SHORT TASK =>
Rewrite the data below, starting at the line that contains "Does any coffee ice" and ending at the line that contains "[393,76,960,437]". Replace every "metal" with "steel" and leave all else unchanged.

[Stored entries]
########
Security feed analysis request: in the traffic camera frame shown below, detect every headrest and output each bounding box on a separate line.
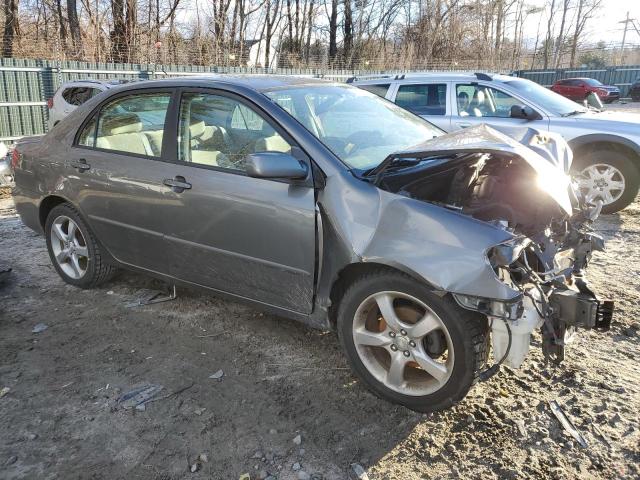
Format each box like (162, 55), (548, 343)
(189, 120), (205, 138)
(101, 113), (142, 136)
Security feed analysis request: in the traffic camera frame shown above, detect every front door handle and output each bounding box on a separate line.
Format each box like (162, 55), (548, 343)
(162, 175), (191, 193)
(70, 158), (91, 172)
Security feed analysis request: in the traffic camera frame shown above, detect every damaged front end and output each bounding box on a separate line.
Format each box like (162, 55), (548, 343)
(363, 126), (613, 370)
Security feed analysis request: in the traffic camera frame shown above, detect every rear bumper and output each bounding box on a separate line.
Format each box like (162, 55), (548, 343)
(13, 185), (43, 233)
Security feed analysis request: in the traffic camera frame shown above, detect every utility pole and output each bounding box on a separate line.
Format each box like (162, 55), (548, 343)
(618, 12), (633, 65)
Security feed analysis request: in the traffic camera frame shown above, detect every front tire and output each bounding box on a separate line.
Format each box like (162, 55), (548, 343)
(572, 149), (640, 213)
(338, 269), (487, 412)
(45, 203), (117, 288)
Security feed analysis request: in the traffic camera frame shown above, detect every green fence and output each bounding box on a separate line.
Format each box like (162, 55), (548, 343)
(0, 58), (388, 142)
(514, 65), (640, 98)
(0, 58), (640, 141)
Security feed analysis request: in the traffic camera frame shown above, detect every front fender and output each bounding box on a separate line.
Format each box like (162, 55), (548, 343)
(360, 192), (520, 300)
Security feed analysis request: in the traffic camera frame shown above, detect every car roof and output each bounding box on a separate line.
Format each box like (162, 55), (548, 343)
(98, 73), (344, 92)
(352, 72), (517, 85)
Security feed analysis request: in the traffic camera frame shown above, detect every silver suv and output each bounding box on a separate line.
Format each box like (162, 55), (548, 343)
(350, 73), (640, 213)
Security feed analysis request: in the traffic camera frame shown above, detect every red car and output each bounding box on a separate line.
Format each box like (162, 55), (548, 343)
(551, 78), (620, 103)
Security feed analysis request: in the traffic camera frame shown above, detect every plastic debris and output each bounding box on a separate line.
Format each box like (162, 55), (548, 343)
(31, 323), (49, 333)
(351, 463), (369, 480)
(116, 384), (164, 410)
(549, 400), (587, 448)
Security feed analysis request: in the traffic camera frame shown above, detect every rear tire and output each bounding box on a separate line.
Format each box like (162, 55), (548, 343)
(45, 203), (117, 288)
(338, 269), (488, 412)
(571, 147), (640, 213)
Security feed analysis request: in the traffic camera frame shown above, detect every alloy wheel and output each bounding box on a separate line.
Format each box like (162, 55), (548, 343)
(576, 163), (626, 205)
(51, 215), (89, 280)
(353, 291), (454, 396)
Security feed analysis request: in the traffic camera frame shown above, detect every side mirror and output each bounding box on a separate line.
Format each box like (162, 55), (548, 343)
(245, 152), (308, 180)
(509, 105), (542, 120)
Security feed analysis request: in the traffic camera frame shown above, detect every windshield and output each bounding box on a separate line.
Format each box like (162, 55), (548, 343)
(504, 79), (587, 116)
(266, 85), (444, 170)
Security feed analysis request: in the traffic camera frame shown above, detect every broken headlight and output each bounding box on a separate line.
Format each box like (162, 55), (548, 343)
(487, 237), (531, 269)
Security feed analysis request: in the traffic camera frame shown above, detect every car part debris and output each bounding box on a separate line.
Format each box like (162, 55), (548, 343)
(549, 400), (587, 448)
(351, 463), (369, 480)
(125, 285), (178, 308)
(116, 384), (164, 410)
(31, 323), (49, 333)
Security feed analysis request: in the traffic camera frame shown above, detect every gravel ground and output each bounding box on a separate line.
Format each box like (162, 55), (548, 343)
(0, 184), (640, 480)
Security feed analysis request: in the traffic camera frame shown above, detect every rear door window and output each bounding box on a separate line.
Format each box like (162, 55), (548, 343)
(78, 92), (171, 157)
(396, 83), (447, 115)
(360, 83), (391, 98)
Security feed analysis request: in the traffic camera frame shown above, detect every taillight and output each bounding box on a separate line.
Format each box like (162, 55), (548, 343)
(11, 148), (20, 171)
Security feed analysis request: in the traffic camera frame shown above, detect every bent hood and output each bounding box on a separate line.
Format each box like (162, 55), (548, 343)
(380, 124), (572, 214)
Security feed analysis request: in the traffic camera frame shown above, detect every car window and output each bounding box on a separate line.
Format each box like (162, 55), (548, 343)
(456, 84), (522, 118)
(359, 83), (391, 98)
(62, 87), (100, 107)
(78, 93), (171, 157)
(178, 93), (291, 172)
(396, 83), (447, 115)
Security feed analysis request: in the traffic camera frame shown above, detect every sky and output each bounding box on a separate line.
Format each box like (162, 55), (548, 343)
(523, 0), (640, 46)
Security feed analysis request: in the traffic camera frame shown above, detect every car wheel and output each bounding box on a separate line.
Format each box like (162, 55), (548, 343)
(573, 150), (640, 213)
(338, 270), (488, 412)
(45, 203), (117, 288)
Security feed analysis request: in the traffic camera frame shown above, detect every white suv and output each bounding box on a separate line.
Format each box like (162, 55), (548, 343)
(47, 80), (134, 130)
(356, 73), (640, 213)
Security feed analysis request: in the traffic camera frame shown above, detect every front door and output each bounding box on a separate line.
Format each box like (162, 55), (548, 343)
(161, 90), (316, 313)
(68, 90), (175, 274)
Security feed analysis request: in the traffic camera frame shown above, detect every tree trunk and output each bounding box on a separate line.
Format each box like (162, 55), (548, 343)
(67, 0), (82, 58)
(329, 0), (338, 64)
(343, 0), (353, 67)
(2, 0), (19, 57)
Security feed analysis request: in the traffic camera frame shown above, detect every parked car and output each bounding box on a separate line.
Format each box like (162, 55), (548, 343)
(47, 80), (136, 130)
(629, 78), (640, 102)
(8, 76), (612, 411)
(551, 78), (620, 103)
(353, 73), (640, 213)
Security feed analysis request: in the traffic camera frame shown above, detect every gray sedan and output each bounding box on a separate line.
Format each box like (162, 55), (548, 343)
(8, 76), (612, 411)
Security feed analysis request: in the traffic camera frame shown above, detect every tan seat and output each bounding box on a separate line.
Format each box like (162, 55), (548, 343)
(96, 114), (154, 155)
(144, 130), (164, 157)
(191, 150), (227, 167)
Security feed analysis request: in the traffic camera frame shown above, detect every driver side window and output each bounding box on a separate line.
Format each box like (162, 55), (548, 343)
(178, 93), (291, 172)
(456, 84), (522, 118)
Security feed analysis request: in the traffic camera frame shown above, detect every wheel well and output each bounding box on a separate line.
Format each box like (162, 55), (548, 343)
(329, 262), (420, 325)
(38, 195), (67, 231)
(572, 140), (640, 172)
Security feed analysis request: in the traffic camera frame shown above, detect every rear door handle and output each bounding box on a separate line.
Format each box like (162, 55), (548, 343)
(162, 175), (191, 193)
(69, 158), (91, 172)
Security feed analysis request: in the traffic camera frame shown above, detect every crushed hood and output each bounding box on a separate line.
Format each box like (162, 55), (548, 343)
(371, 124), (572, 214)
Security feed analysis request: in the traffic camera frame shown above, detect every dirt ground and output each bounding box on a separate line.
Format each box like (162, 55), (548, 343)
(0, 188), (640, 480)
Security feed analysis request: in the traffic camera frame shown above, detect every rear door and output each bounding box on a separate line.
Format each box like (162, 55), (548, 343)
(384, 82), (451, 132)
(67, 89), (175, 274)
(159, 89), (316, 313)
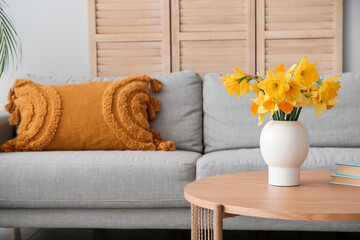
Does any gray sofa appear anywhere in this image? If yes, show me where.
[0,71,360,231]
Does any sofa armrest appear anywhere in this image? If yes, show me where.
[0,110,15,144]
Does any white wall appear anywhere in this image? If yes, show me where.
[343,0,360,72]
[0,0,360,109]
[0,0,89,109]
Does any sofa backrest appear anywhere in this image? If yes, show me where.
[24,71,203,152]
[203,73,360,152]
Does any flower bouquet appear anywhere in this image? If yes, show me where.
[222,57,341,186]
[222,57,341,125]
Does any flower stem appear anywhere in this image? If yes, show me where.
[295,107,302,121]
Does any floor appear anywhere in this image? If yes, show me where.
[0,228,360,240]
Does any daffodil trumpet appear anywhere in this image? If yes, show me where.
[221,57,341,125]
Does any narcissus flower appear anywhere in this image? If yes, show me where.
[221,68,250,99]
[313,75,341,117]
[222,57,341,125]
[319,75,341,105]
[258,70,290,103]
[294,57,319,88]
[278,101,294,114]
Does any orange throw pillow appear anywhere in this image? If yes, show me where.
[0,75,175,152]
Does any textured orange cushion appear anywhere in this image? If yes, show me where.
[0,75,175,152]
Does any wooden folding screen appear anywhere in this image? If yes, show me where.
[256,0,343,74]
[88,0,170,76]
[171,0,255,74]
[88,0,343,76]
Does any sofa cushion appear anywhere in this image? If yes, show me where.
[0,75,175,152]
[0,151,201,208]
[196,148,360,180]
[24,71,203,152]
[203,73,360,152]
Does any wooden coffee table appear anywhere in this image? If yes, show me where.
[184,171,360,240]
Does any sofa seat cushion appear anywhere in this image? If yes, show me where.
[0,151,201,208]
[196,148,360,180]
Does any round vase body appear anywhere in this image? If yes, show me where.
[260,121,310,186]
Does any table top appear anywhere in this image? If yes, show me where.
[184,171,360,221]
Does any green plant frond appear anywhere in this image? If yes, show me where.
[0,0,21,77]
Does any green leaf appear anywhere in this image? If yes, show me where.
[0,0,22,77]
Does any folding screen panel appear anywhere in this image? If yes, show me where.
[171,0,255,75]
[88,0,170,76]
[256,0,343,74]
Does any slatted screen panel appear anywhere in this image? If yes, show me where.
[256,0,342,74]
[171,0,255,75]
[88,0,170,76]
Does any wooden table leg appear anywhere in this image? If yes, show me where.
[213,205,223,240]
[11,228,21,240]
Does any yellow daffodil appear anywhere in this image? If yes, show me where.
[319,75,341,105]
[250,82,261,96]
[294,57,319,88]
[250,92,269,125]
[222,57,341,125]
[278,101,294,114]
[313,75,341,117]
[258,70,290,103]
[221,68,250,99]
[285,88,307,108]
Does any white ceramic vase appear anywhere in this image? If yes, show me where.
[260,120,310,186]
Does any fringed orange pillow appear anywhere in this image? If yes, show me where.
[0,75,175,152]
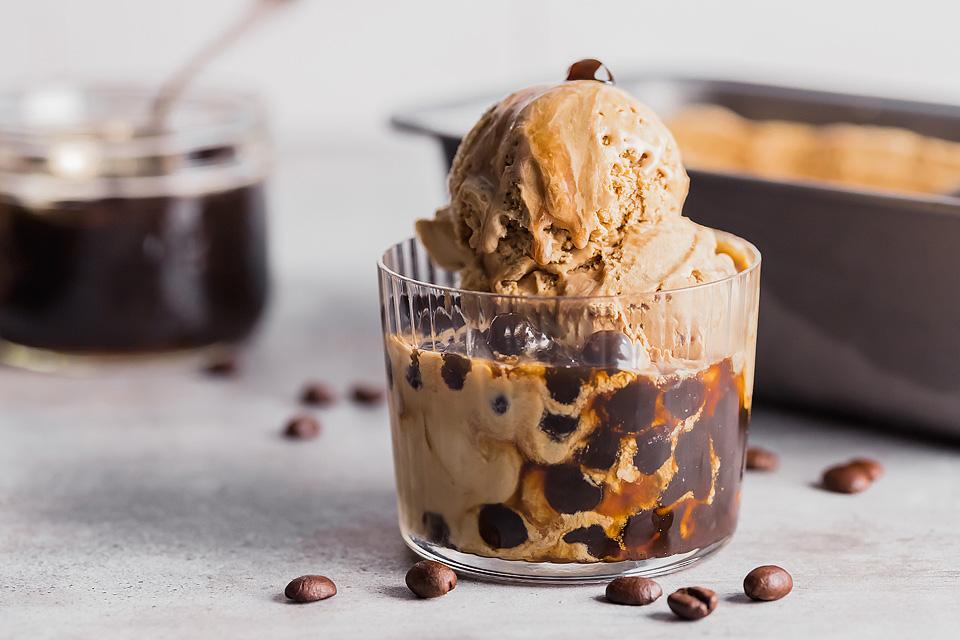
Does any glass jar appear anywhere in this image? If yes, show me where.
[0,86,268,368]
[380,233,760,582]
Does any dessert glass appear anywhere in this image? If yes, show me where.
[0,85,269,370]
[379,232,760,583]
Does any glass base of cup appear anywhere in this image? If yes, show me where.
[403,533,730,585]
[0,339,237,376]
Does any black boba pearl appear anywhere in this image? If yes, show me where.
[487,313,547,356]
[633,433,673,475]
[540,412,580,442]
[567,58,614,84]
[563,524,620,558]
[577,427,620,469]
[490,395,510,416]
[663,378,704,420]
[543,464,603,513]
[581,331,634,368]
[477,504,527,549]
[405,351,423,391]
[440,353,471,391]
[544,367,590,404]
[596,378,658,433]
[423,511,450,546]
[623,509,673,547]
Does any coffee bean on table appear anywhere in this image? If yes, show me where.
[822,463,873,493]
[667,587,717,620]
[283,575,337,602]
[350,384,385,405]
[747,447,780,471]
[847,458,884,480]
[204,355,240,378]
[743,564,793,602]
[607,576,663,606]
[283,416,320,440]
[300,382,336,407]
[406,560,457,598]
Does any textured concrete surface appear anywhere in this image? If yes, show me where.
[0,142,960,639]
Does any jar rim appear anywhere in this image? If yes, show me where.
[0,82,264,156]
[377,229,762,303]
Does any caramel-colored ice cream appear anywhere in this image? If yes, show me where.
[417,80,736,296]
[381,61,759,566]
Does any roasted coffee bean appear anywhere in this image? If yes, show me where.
[350,383,386,405]
[406,560,457,598]
[577,427,620,469]
[543,367,590,404]
[543,464,603,513]
[747,447,780,471]
[487,313,548,356]
[822,463,873,493]
[423,511,450,546]
[567,58,614,84]
[477,504,527,549]
[563,524,620,558]
[581,331,635,369]
[847,458,883,480]
[440,353,471,391]
[743,564,793,601]
[663,378,704,420]
[607,576,663,607]
[283,416,320,440]
[404,350,423,391]
[633,433,673,475]
[540,412,579,442]
[300,382,338,407]
[596,378,658,433]
[204,355,240,378]
[283,576,337,603]
[667,587,717,620]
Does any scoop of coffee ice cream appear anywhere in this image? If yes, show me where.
[417,80,736,296]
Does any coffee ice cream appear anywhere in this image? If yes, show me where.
[417,80,736,296]
[381,61,759,575]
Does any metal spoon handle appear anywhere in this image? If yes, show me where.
[149,0,293,131]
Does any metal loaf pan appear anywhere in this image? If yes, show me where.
[393,76,960,437]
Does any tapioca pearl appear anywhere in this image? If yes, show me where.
[543,464,603,513]
[622,509,673,547]
[487,313,548,356]
[490,393,510,416]
[577,426,621,469]
[581,331,635,369]
[563,524,620,559]
[544,367,590,404]
[477,504,527,549]
[594,378,658,433]
[540,412,580,442]
[440,353,472,391]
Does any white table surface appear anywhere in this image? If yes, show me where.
[0,140,960,638]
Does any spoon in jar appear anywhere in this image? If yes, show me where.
[146,0,296,133]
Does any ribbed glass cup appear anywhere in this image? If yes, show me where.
[379,233,760,583]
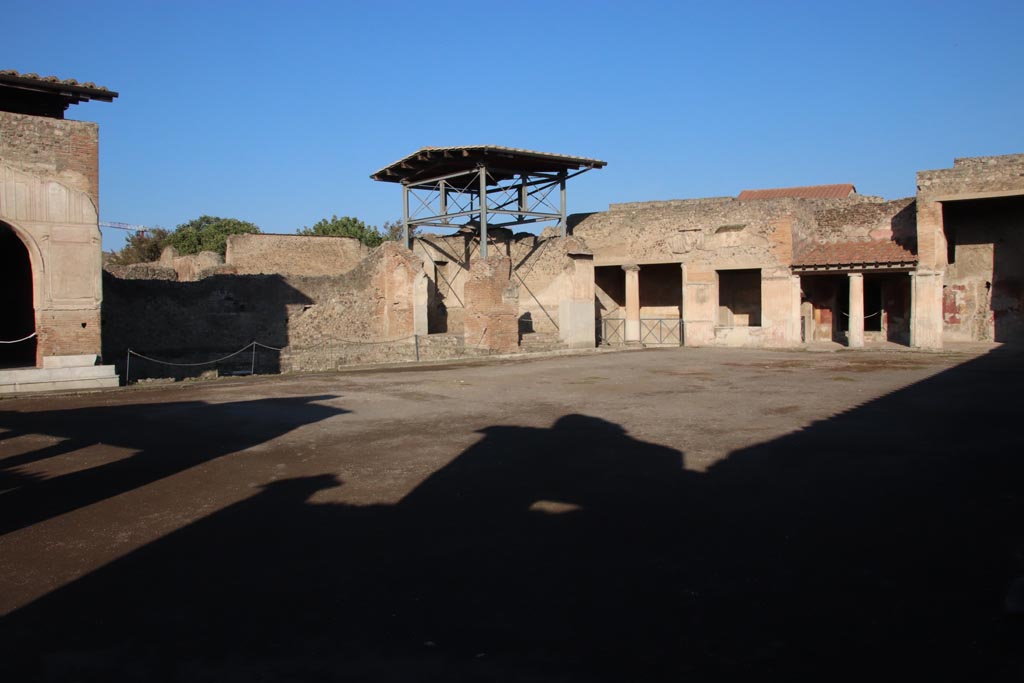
########
TASK RESPONSE =>
Does any coffee ice cream appear anywhere in this image? If yes, show me where.
[417,80,736,296]
[381,61,759,575]
Does any steel spoon handle appear anywhere in this image? If yes, show me where.
[149,0,293,131]
Does any steel loaf pan appear anywhere in this image? If yes, show me where.
[393,76,960,437]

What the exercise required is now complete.